Now more than ever we have an increased range of meat products that allow the more ethically conscious, health conscious meat, dairy and egg-eating consumers to purchase meat and other animal products that have been derived from animals who experience a higher level of welfare. Yet how many of us are making food choices for our furry companions with the same values in mind?

Those of us privileged to share our lives with furry companions are estimated to spend over $3 billion a year on pet food. Unfortunately, the majority of this food fails from an ethical perspective (as well as a nutritional perspective).

The typical pet owner purchases food for their furry companion from the supermarket. When you walk down the supermarket pet food aisle, what you are faced with is pet-grade, intensively raised meat products. [The problems associated with pet-grade meat is an entirely separate blog topic and won’t be dealt with here. If you want to learn more about the problems associated with pet-grade meat, grab your free copy of ‘The 7 Secret Ingredients In Your Pet’s Food’ here.]

It is not surprising that people purchase pet food without regard for the ethics of the product when the average purchaser doesn’t like to think too much about where their food comes from.

^^^^^^^^^^^^^^^^

* CHALLENGE 1 *
Extract every line of the records below that contains the string "hockey". Case counts.

^^^^^^^^^^^^^^^^

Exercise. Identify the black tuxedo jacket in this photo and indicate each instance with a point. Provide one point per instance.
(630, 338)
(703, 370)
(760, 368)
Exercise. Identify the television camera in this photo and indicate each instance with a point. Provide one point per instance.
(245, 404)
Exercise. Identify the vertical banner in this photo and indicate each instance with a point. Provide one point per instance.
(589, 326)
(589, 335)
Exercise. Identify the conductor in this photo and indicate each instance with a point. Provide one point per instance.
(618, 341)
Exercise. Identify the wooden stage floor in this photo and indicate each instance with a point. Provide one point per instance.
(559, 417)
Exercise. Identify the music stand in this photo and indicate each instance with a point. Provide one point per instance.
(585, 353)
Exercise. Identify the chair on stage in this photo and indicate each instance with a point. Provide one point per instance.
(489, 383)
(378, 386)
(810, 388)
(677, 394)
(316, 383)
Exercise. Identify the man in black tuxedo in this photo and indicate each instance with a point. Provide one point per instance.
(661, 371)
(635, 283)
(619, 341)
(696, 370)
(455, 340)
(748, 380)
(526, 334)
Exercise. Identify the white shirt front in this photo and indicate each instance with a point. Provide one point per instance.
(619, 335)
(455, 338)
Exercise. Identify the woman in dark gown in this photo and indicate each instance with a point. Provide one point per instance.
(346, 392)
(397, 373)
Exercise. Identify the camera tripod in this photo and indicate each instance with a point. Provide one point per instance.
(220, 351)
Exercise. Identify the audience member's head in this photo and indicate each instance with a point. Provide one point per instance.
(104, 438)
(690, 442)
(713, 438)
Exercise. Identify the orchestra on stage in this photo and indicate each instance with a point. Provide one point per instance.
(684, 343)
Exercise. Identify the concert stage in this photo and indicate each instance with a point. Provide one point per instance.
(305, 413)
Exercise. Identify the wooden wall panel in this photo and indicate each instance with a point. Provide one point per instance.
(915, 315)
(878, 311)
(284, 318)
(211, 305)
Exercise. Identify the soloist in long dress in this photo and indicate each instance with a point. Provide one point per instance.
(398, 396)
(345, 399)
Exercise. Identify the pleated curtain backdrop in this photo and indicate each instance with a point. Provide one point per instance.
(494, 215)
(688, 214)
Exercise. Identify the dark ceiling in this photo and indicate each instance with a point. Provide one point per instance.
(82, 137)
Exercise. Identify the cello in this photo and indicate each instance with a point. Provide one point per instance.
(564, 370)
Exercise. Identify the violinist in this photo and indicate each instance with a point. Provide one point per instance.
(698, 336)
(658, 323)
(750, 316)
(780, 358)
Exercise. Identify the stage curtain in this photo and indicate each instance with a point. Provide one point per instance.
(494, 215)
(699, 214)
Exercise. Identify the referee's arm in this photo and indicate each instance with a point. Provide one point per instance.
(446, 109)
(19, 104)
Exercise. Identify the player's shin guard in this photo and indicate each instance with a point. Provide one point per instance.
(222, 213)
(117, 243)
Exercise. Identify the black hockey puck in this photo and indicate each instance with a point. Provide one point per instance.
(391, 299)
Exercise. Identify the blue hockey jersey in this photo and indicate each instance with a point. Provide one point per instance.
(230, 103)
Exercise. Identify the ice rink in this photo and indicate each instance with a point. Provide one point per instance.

^^^^^^^^^^^^^^^^

* CHALLENGE 2 *
Answer these from the pet food excerpt:
(a) How much are people who share their lives with furry companions estimated to spend a year on pet food?
(b) Where does the typical pet owner buy food for their furry companion?
(c) What meat products does a shopper face in the supermarket pet food aisle?

* EXERCISE RESPONSE 1 *
Exercise. Identify the black hockey puck in this photo and indicate each instance with a point. Provide one point per instance.
Exercise. Identify the blue hockey jersey in this photo and indicate each instance with a point. Provide one point per instance.

* EXERCISE RESPONSE 2 *
(a) Over $3 billion.
(b) The supermarket.
(c) Pet-grade, intensively raised meat products.